Data for processing ::
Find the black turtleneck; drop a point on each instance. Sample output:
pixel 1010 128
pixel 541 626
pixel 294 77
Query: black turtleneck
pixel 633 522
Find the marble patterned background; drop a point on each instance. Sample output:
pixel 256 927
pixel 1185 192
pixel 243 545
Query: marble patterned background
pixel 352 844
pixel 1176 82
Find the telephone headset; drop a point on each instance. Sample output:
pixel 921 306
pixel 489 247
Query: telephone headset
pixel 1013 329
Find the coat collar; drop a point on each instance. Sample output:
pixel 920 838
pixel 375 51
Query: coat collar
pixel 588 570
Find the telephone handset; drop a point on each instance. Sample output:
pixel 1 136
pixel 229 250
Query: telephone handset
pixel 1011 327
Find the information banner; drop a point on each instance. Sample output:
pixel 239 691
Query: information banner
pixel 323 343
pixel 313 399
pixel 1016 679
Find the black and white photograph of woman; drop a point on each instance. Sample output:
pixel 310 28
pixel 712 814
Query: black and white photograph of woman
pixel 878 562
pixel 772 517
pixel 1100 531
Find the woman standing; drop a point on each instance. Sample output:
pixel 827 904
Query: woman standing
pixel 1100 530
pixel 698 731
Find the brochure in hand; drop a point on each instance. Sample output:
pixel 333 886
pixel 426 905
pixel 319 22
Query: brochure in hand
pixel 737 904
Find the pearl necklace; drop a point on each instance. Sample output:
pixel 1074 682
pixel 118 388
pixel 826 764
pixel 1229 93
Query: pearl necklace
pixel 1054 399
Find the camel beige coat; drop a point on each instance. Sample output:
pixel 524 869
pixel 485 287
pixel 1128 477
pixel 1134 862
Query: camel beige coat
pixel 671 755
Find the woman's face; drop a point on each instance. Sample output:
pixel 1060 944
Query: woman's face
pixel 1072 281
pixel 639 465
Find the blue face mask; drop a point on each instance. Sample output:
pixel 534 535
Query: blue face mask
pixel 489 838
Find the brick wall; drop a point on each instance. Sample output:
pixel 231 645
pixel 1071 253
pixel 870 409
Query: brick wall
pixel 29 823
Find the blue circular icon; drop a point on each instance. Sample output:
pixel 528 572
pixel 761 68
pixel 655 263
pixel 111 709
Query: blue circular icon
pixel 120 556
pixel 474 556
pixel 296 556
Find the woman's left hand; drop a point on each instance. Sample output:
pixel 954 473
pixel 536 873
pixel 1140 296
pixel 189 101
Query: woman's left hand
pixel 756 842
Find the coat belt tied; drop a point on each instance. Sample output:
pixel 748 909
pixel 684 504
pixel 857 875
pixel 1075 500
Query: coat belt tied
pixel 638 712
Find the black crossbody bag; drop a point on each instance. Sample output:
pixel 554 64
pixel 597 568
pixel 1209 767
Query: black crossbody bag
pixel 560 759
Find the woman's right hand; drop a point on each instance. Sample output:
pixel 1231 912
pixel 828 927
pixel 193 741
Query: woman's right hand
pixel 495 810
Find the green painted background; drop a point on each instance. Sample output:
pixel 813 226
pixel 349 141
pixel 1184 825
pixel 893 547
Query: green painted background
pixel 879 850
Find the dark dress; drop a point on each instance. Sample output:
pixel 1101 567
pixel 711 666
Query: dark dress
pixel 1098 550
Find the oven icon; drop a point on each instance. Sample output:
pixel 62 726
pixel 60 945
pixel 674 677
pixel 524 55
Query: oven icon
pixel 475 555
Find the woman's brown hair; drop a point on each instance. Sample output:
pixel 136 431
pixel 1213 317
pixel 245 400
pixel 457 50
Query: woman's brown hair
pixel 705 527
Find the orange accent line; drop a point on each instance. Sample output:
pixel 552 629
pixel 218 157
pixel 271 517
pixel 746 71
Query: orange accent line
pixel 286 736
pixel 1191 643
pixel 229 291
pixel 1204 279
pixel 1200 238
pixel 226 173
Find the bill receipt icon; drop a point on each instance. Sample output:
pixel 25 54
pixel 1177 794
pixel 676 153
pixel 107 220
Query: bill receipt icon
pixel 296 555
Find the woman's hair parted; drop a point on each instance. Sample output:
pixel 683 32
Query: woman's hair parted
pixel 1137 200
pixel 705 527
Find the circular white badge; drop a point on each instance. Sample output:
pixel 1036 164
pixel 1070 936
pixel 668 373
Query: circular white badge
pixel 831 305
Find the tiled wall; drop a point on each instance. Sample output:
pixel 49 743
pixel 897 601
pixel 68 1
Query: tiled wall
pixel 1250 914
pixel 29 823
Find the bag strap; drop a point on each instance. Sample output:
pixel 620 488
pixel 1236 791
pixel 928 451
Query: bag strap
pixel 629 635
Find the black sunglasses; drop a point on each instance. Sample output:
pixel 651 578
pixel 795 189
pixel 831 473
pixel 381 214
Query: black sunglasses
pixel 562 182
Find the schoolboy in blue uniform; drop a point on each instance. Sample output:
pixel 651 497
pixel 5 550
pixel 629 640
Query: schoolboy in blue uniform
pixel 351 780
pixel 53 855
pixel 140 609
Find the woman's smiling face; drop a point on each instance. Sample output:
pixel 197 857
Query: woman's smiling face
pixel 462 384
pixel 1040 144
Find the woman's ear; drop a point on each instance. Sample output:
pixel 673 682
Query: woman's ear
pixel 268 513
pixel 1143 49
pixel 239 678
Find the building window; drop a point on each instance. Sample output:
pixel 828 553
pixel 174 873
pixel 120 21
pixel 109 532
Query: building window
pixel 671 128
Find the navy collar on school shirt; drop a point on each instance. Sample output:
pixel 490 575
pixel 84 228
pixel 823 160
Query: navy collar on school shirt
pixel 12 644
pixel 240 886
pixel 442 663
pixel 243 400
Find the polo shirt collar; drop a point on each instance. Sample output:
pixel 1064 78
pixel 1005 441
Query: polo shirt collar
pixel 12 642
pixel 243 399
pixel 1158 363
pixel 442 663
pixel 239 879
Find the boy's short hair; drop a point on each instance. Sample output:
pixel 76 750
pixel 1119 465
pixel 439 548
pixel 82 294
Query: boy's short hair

Written task ::
Repeat the preceding lines exactly, please, every one of them.

Right answer ::
Find the black turtleneck; drop a point on each instance. Sample output:
pixel 1010 128
pixel 541 626
pixel 294 77
Query: black turtleneck
pixel 633 522
Find the marble patterned background; drop a point on each instance. Sample output:
pixel 256 927
pixel 1185 192
pixel 243 545
Query: marble patterned background
pixel 352 844
pixel 1176 82
Find the telephone headset; drop a point on each instance. Sample output:
pixel 921 306
pixel 489 247
Query: telephone headset
pixel 1013 329
Find the coat collar; drop a point on each instance. Sample output:
pixel 920 838
pixel 375 51
Query: coat collar
pixel 588 570
Find the telephone handset; drop a point on each instance. Sample output:
pixel 1 136
pixel 229 250
Query: telephone handset
pixel 1011 327
Find the information banner; drop a point on each instance. Sample output:
pixel 239 691
Query: information banner
pixel 323 343
pixel 313 399
pixel 1016 679
Find the black and white photograph of woman; drop a point on each instance. Sample output:
pixel 310 28
pixel 712 814
Query: black and white photograph of woman
pixel 878 562
pixel 772 517
pixel 1100 531
Find the woman standing; drop a point on each instance. Sample output:
pixel 827 904
Query: woman standing
pixel 1100 530
pixel 698 731
Find the brochure in hand; drop a point on each instance. Sample output:
pixel 333 886
pixel 426 905
pixel 319 22
Query: brochure in hand
pixel 737 904
Find the pearl necklace; drop a point on each instance. Sample output:
pixel 1074 682
pixel 118 388
pixel 826 764
pixel 1229 93
Query: pearl necklace
pixel 1054 399
Find the camel beige coat; drop a point on each instance. Sample output:
pixel 524 869
pixel 485 287
pixel 1128 477
pixel 1134 862
Query: camel beige coat
pixel 671 755
Find the woman's face; drop a point on each instance. Sample output:
pixel 1060 944
Query: woman's face
pixel 1072 281
pixel 639 465
Find the blue face mask; drop a point on each instance. Sample output:
pixel 534 535
Query: blue face mask
pixel 489 838
Find the brick wall; drop a point on each instance. Sample output:
pixel 231 645
pixel 1071 253
pixel 870 409
Query: brick wall
pixel 29 823
Find the blue circular icon; drop a point on each instance. Sample output:
pixel 528 572
pixel 761 68
pixel 655 263
pixel 111 709
Query: blue circular icon
pixel 120 556
pixel 474 556
pixel 296 556
Find the woman's left hand; drop a point on each instance. Sample output:
pixel 954 473
pixel 536 873
pixel 1140 296
pixel 189 101
Query: woman's left hand
pixel 756 842
Find the coat belt tied; drop a point on each instance. Sample output:
pixel 748 909
pixel 684 504
pixel 857 875
pixel 1075 500
Query: coat belt tied
pixel 638 712
Find the black crossbody bag; drop a point on each instance. Sample output:
pixel 554 64
pixel 597 568
pixel 1209 767
Query: black crossbody bag
pixel 560 759
Find the woman's right hand; drop a point on each instance. Sample output:
pixel 1231 912
pixel 828 927
pixel 193 741
Query: woman's right hand
pixel 495 810
Find the green painted background; drop a point on each instance. Sample output:
pixel 813 226
pixel 349 141
pixel 1184 825
pixel 893 547
Query: green painted background
pixel 879 850
Find the dark dress; drop a point on each instance. Sample output:
pixel 1101 567
pixel 711 666
Query: dark dress
pixel 1098 550
Find the oven icon; drop a point on each instance. Sample output:
pixel 62 726
pixel 60 945
pixel 674 677
pixel 524 55
Query: oven icon
pixel 475 555
Find the woman's brown hair; drop a point on each instance. Sample output:
pixel 136 431
pixel 1213 317
pixel 245 400
pixel 457 50
Query: woman's brown hair
pixel 705 527
Find the orange accent line; drop a point on each instance. Sample output:
pixel 552 629
pixel 218 157
pixel 271 517
pixel 746 71
Query: orange accent line
pixel 286 736
pixel 1191 643
pixel 229 291
pixel 1204 279
pixel 1200 238
pixel 226 173
Find the bill receipt icon; drop a point on each instance. Sample output:
pixel 25 54
pixel 1177 794
pixel 676 153
pixel 107 220
Query: bill receipt icon
pixel 296 555
Find the woman's hair parted; drop a point on each instance. Sample output:
pixel 683 32
Query: woman's hair parted
pixel 1137 200
pixel 705 527
Find the circular white badge; drop a point on each instance. Sample output:
pixel 1036 164
pixel 1070 936
pixel 668 373
Query: circular white badge
pixel 831 305
Find the tiled wall; drop a point on each instance. Sample output:
pixel 49 743
pixel 897 601
pixel 68 1
Query: tiled wall
pixel 1250 914
pixel 29 823
Find the bag strap; drop a point on each instance. Sample output:
pixel 620 488
pixel 1236 791
pixel 928 451
Query: bag strap
pixel 629 635
Find the black sunglasses; drop a point on each instance. Sample output:
pixel 651 578
pixel 795 189
pixel 831 473
pixel 381 214
Query: black sunglasses
pixel 562 182
Find the schoolboy in blue uniform; drop a point on each instance. Sample output:
pixel 651 497
pixel 5 550
pixel 629 640
Query: schoolboy in blue uniform
pixel 351 780
pixel 53 855
pixel 140 609
Find the woman's smiling face; drop a point on each instance. Sample output:
pixel 197 857
Query: woman's smiling face
pixel 462 384
pixel 1040 144
Find the woman's ear; drop a point on each instance. Sample output:
pixel 673 682
Query: woman's ear
pixel 268 513
pixel 1143 49
pixel 239 678
Find the building window; drop a point on each instance. Sample output:
pixel 828 553
pixel 174 873
pixel 120 21
pixel 109 532
Query: building window
pixel 671 128
Find the navy collar on school shirt; drop a point on each instance. Sample output:
pixel 490 575
pixel 84 228
pixel 823 160
Query: navy collar on school shirt
pixel 12 644
pixel 240 886
pixel 442 663
pixel 243 400
Find the polo shirt collar; drop a point on each instance. Sample output:
pixel 1064 78
pixel 1005 441
Query: polo shirt collar
pixel 12 642
pixel 243 399
pixel 1158 363
pixel 442 663
pixel 239 879
Find the boy's short hair; drop a point on each instance. Sample output:
pixel 76 750
pixel 1119 465
pixel 439 548
pixel 82 294
Query: boy's short hair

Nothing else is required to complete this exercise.